Stated task a: Turn the stretch of the records from the line containing "You are given" through the end of the records into a Markdown table with the columns "Row" and "Line", numbering each row and leaving out blank lines.

Document section:
■ ■ ■ ■ ■

Ever Since Eve is a 1937 romantic comedy film starring Marion Davies (in her final film) and Robert Montgomery.

Plot
Marge Winton (Marion Davies) is fed up with having to quit job after job to avoid the advances of lecherous bosses. When she goes to the employment agency, she is surprised to discover that she is too beautiful for one position. So she gives herself a makeover, hiding her blond curls under a dark, severe wig, putting on glasses, and wearing a drab, unflattering dress.

The disguise works. Book publisher Abigail Belldon (Louise Fazenda) hires her as a secretary for lazy writer Freddy Matthews (Robert Montgomery). Freddy would rather go out and party with his girlfriend Camille Lansing than start on his novel. Abigail has already sold the film rights, and the deadline for delivering the book to the film studio is fast approaching. She figures a plain secretary will be one less distraction.

Despite his initial displeasure at Marge's appearance, Freddy gives in and accepts her. However, Camille keeps taking up too much of Freddy's time and attention, and Marge begins to fall for him as well. Thus, Marge has plenty of reason to try to sabotage their relationship. When this is discovered, she quits.

■ ■ ■ ■ ■

Stated task b: Reproduce the stretch of the film summary from "The disguise works." through "discovered, she quits.", substituting "Vivian" for "Camille" wherever it occurs.

Items listed in a dataset

■ ■ ■ ■ ■

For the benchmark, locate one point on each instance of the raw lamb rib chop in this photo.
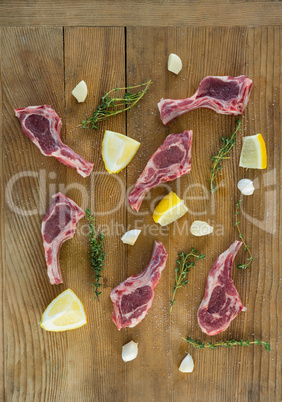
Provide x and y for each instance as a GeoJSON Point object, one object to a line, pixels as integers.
{"type": "Point", "coordinates": [224, 95]}
{"type": "Point", "coordinates": [42, 126]}
{"type": "Point", "coordinates": [221, 303]}
{"type": "Point", "coordinates": [133, 298]}
{"type": "Point", "coordinates": [58, 225]}
{"type": "Point", "coordinates": [171, 160]}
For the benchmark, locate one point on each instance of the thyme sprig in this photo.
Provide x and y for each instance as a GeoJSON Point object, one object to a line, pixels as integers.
{"type": "Point", "coordinates": [227, 144]}
{"type": "Point", "coordinates": [184, 263]}
{"type": "Point", "coordinates": [97, 255]}
{"type": "Point", "coordinates": [229, 344]}
{"type": "Point", "coordinates": [113, 103]}
{"type": "Point", "coordinates": [246, 247]}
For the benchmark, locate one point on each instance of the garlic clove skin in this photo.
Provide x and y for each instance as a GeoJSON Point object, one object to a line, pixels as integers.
{"type": "Point", "coordinates": [80, 92]}
{"type": "Point", "coordinates": [187, 364]}
{"type": "Point", "coordinates": [246, 186]}
{"type": "Point", "coordinates": [131, 236]}
{"type": "Point", "coordinates": [200, 228]}
{"type": "Point", "coordinates": [129, 351]}
{"type": "Point", "coordinates": [174, 63]}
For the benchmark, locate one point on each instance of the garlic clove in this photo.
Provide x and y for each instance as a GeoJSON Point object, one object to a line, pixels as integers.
{"type": "Point", "coordinates": [80, 91]}
{"type": "Point", "coordinates": [174, 63]}
{"type": "Point", "coordinates": [200, 228]}
{"type": "Point", "coordinates": [131, 236]}
{"type": "Point", "coordinates": [246, 186]}
{"type": "Point", "coordinates": [129, 351]}
{"type": "Point", "coordinates": [187, 364]}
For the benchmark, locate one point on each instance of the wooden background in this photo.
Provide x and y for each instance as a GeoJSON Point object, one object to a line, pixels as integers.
{"type": "Point", "coordinates": [42, 64]}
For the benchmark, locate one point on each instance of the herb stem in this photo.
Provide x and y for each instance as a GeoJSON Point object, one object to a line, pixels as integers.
{"type": "Point", "coordinates": [112, 106]}
{"type": "Point", "coordinates": [184, 263]}
{"type": "Point", "coordinates": [229, 344]}
{"type": "Point", "coordinates": [228, 144]}
{"type": "Point", "coordinates": [97, 255]}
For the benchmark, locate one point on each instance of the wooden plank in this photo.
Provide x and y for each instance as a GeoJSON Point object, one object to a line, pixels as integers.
{"type": "Point", "coordinates": [96, 55]}
{"type": "Point", "coordinates": [32, 74]}
{"type": "Point", "coordinates": [239, 373]}
{"type": "Point", "coordinates": [2, 250]}
{"type": "Point", "coordinates": [86, 364]}
{"type": "Point", "coordinates": [139, 13]}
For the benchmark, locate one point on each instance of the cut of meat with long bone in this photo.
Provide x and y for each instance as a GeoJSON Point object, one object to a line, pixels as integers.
{"type": "Point", "coordinates": [170, 161]}
{"type": "Point", "coordinates": [133, 298]}
{"type": "Point", "coordinates": [58, 225]}
{"type": "Point", "coordinates": [221, 302]}
{"type": "Point", "coordinates": [42, 126]}
{"type": "Point", "coordinates": [224, 95]}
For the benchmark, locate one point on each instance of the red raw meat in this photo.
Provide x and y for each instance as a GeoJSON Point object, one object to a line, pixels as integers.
{"type": "Point", "coordinates": [171, 160]}
{"type": "Point", "coordinates": [42, 126]}
{"type": "Point", "coordinates": [224, 95]}
{"type": "Point", "coordinates": [221, 303]}
{"type": "Point", "coordinates": [133, 298]}
{"type": "Point", "coordinates": [58, 225]}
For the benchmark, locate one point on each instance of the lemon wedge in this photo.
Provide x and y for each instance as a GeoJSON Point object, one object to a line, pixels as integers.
{"type": "Point", "coordinates": [118, 150]}
{"type": "Point", "coordinates": [65, 312]}
{"type": "Point", "coordinates": [253, 154]}
{"type": "Point", "coordinates": [169, 209]}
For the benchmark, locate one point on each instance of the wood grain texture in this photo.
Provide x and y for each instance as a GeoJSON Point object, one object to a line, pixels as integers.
{"type": "Point", "coordinates": [97, 56]}
{"type": "Point", "coordinates": [42, 65]}
{"type": "Point", "coordinates": [2, 250]}
{"type": "Point", "coordinates": [32, 74]}
{"type": "Point", "coordinates": [139, 13]}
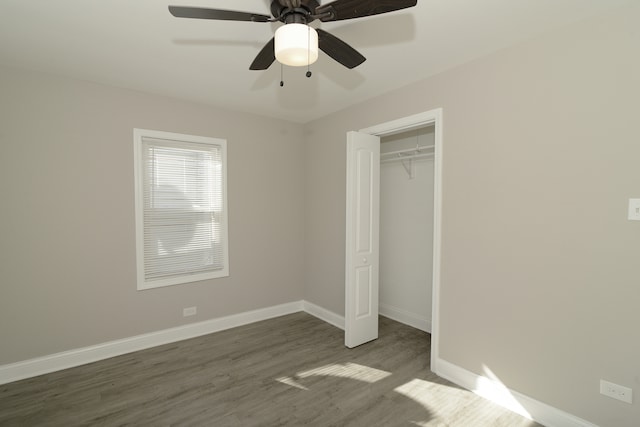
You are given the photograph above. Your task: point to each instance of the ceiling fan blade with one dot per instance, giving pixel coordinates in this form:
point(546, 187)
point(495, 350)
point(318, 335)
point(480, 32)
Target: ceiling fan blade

■ ■ ■ ■ ■

Correct response a:
| Row | Line |
|---|---|
| 1 | You are given the photograph above. Your task: point to each instance of the ceiling fan blade with one dot per instance, giving pixel coordinates in this form: |
| 2 | point(546, 187) |
| 3 | point(495, 350) |
| 4 | point(318, 335) |
| 5 | point(480, 32) |
| 6 | Target: ceiling fan blade |

Correct response b:
The disguise works. Book publisher Abigail Belldon (Louise Fazenda) hires her as a secretary for lazy writer Freddy Matthews (Robert Montgomery). Freddy would rather go out and party with his girlfriend Vivian Lansing than start on his novel. Abigail has already sold the film rights, and the deadline for delivering the book to the film studio is fast approaching. She figures a plain secretary will be one less distraction.

Despite his initial displeasure at Marge's appearance, Freddy gives in and accepts her. However, Vivian keeps taking up too much of Freddy's time and attention, and Marge begins to fall for him as well. Thus, Marge has plenty of reason to try to sabotage their relationship. When this is discovered, she quits.